__What to do__: Copy the records below exactly, starting at the line that contains "Query: child's denim jacket" and ending at the line that contains "For every instance of the leaping"; leave out any pictures.
—————
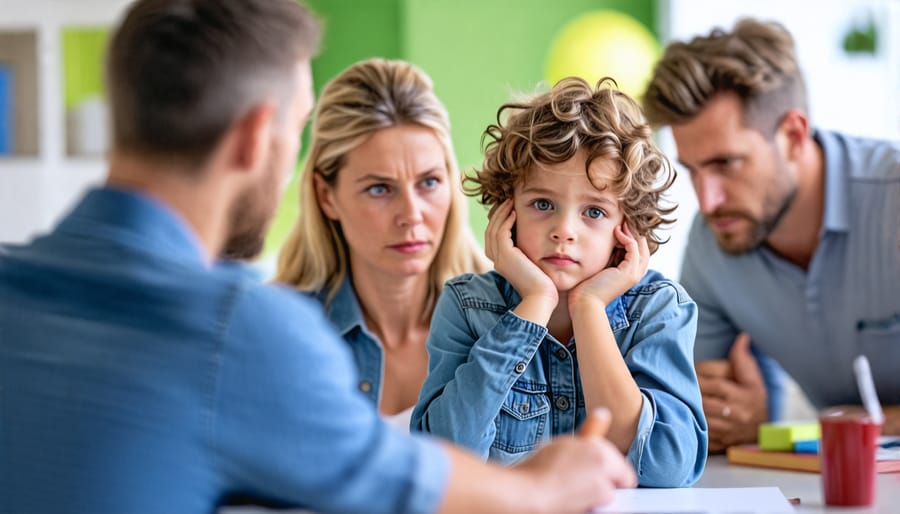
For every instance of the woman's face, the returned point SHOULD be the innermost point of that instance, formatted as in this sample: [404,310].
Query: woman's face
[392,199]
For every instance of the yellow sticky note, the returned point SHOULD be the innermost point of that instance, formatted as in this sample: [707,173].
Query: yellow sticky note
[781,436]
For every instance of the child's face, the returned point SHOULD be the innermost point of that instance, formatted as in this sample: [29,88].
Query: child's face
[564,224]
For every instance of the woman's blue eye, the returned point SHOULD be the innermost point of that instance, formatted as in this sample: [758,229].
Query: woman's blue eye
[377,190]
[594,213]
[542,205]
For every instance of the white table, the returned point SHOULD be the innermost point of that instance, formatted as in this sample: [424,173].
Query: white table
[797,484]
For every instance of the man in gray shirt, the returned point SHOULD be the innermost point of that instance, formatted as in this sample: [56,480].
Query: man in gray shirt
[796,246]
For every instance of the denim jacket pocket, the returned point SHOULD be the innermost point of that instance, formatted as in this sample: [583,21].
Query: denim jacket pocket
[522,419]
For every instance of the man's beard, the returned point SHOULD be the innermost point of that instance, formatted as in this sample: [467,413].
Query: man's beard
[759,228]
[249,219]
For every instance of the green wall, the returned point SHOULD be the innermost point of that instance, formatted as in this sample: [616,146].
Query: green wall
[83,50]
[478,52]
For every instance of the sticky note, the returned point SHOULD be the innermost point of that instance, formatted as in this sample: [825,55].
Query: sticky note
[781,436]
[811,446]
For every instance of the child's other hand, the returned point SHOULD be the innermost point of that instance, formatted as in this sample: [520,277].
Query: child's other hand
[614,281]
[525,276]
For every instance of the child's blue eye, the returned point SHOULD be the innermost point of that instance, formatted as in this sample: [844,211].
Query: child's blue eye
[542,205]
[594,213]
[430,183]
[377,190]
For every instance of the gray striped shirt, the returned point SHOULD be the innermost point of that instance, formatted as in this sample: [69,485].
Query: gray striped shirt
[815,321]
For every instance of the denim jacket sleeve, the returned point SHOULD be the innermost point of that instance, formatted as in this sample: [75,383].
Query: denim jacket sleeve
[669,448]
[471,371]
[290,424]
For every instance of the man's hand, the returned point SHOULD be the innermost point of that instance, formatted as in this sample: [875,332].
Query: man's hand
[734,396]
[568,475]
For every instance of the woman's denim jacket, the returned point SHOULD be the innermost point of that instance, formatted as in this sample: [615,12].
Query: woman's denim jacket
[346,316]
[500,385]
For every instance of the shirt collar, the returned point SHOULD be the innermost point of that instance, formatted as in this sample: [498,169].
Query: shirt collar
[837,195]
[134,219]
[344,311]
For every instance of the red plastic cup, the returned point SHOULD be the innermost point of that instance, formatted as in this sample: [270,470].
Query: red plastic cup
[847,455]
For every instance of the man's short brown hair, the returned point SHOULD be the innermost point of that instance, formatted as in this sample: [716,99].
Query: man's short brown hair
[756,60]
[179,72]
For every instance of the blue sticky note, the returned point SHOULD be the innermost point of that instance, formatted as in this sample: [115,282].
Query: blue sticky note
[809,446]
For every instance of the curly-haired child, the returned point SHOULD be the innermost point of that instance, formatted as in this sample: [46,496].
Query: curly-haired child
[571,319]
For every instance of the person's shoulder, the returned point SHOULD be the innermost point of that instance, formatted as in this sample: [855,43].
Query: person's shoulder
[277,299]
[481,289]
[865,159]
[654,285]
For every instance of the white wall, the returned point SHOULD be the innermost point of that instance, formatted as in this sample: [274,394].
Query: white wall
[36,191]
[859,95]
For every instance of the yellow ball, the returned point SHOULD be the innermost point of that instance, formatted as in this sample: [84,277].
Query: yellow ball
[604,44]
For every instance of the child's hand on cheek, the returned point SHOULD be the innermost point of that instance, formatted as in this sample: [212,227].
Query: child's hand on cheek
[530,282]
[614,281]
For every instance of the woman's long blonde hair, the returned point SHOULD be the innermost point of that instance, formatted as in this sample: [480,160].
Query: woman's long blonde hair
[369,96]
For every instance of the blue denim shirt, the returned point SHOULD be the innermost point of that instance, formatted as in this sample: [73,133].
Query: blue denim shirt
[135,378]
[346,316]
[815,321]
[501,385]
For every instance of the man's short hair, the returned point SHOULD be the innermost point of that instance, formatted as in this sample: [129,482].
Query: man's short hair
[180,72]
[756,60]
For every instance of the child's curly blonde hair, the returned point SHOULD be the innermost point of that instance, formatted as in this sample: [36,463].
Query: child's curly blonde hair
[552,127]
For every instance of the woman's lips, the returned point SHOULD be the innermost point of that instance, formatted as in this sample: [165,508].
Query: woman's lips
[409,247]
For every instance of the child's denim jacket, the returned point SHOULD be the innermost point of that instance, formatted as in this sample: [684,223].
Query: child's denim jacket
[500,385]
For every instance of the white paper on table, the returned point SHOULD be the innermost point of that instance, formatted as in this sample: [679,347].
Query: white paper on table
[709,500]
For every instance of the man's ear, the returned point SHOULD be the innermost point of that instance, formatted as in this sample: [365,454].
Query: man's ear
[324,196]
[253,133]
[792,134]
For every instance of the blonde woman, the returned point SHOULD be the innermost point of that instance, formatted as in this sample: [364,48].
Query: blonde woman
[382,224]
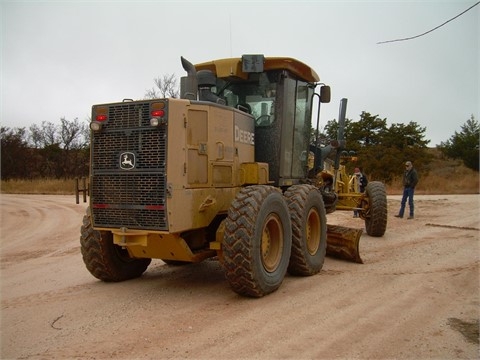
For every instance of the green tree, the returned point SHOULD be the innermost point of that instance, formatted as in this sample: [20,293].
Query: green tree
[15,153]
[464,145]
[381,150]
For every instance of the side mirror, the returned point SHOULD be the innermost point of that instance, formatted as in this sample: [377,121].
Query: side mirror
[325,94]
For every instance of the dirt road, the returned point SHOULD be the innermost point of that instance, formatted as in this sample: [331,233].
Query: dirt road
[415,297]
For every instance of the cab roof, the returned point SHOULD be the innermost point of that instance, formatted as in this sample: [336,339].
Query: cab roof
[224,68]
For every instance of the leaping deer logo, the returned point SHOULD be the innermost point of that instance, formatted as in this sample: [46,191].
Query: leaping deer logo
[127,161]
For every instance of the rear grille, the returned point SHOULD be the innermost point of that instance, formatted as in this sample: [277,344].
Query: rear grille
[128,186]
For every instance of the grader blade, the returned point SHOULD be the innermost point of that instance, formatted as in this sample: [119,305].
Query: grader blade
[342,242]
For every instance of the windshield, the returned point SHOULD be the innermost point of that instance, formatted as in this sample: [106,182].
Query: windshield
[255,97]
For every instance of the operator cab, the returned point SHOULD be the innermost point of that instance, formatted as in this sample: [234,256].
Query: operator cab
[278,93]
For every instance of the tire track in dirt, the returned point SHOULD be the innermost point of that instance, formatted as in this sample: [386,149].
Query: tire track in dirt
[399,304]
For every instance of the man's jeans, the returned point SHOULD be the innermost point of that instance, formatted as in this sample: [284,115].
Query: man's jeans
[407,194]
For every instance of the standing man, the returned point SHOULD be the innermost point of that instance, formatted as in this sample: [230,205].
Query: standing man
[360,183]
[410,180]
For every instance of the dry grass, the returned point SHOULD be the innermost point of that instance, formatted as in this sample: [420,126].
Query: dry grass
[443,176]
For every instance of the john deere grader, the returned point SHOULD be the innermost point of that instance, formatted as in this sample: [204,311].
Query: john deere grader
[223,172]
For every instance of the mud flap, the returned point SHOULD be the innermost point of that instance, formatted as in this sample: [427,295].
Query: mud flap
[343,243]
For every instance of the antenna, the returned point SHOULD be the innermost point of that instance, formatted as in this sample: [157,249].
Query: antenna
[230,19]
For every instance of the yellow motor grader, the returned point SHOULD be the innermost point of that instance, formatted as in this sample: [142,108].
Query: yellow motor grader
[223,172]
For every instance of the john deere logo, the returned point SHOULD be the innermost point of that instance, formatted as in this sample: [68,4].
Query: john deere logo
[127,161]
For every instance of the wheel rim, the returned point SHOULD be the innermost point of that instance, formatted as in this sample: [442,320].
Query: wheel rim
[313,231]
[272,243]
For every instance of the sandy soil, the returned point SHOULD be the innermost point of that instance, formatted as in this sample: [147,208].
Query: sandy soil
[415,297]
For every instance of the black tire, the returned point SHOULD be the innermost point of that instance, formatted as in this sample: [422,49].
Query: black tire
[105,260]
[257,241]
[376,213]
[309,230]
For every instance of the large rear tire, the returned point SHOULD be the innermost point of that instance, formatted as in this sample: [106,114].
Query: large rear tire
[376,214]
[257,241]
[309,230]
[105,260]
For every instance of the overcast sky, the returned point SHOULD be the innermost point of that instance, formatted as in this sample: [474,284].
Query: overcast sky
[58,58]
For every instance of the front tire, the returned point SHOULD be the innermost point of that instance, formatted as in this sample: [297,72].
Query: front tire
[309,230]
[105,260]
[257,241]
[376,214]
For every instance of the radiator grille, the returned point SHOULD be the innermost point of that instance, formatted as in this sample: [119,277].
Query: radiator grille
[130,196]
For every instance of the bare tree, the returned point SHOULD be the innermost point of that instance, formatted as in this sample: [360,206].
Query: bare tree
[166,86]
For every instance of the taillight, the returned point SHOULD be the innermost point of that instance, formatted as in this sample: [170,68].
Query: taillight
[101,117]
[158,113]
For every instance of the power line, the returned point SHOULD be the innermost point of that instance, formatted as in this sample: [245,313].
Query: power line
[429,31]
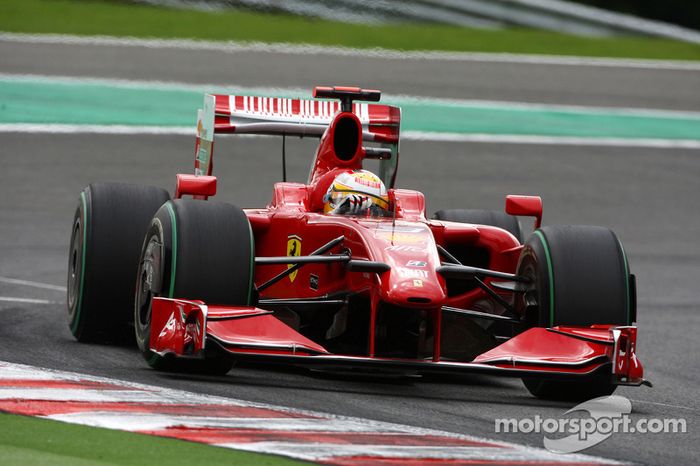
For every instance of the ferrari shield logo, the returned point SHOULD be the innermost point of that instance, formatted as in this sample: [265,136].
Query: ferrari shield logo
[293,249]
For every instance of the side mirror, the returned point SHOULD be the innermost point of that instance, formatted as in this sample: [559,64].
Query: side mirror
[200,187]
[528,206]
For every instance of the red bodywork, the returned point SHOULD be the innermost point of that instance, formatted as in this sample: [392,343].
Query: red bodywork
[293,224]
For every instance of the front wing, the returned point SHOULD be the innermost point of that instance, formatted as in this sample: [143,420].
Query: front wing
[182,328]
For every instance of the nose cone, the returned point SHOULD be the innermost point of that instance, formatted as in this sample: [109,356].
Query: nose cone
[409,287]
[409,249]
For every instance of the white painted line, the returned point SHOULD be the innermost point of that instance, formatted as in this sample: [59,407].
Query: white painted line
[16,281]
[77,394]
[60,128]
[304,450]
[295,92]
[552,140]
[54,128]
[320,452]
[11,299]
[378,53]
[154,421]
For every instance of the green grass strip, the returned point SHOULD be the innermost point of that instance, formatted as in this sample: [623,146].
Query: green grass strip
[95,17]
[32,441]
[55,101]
—————
__Finished exercise__:
Query: child's denim jacket
[500,385]
For every instance of the white paper on table, the returned point SHOULD be the innermost point of that instance, formatted as in this sample: [679,347].
Query: white paper on table
[709,500]
For every instance of the man's ear, the returned point SHOULD be the innermost point of that instance, formatted as in this sample: [365,454].
Query: man's ear
[324,196]
[253,133]
[792,134]
For every instance of the blonde woman, the returned point SHOULD be the innermost point of that instance, formatted as in this sample: [364,48].
Query: blonde woman
[382,224]
For every instance of the green tree, the returned point SHOULD be the innermost point of that instance, formatted as in this sample: [20,293].
Query: green tree
[15,153]
[464,145]
[381,150]
For every instance of the side mirror, the returned point SHOULD be the innermost point of that instance, formatted as in this sample: [377,121].
Query: side mirror
[325,94]
For every instance of the dirt road, the returned point SHOULD be the innermost point of that instance, formatted as in this sample: [331,233].
Query: dirt road
[415,297]
For every instance of the cab roof, the returned point SHOULD be the innermost point of that instance, formatted as in this sample: [336,339].
Query: cab roof
[224,68]
For every instance of the leaping deer logo, the returned point SHOULD be the innermost point of that instance, formatted as in this sample: [46,191].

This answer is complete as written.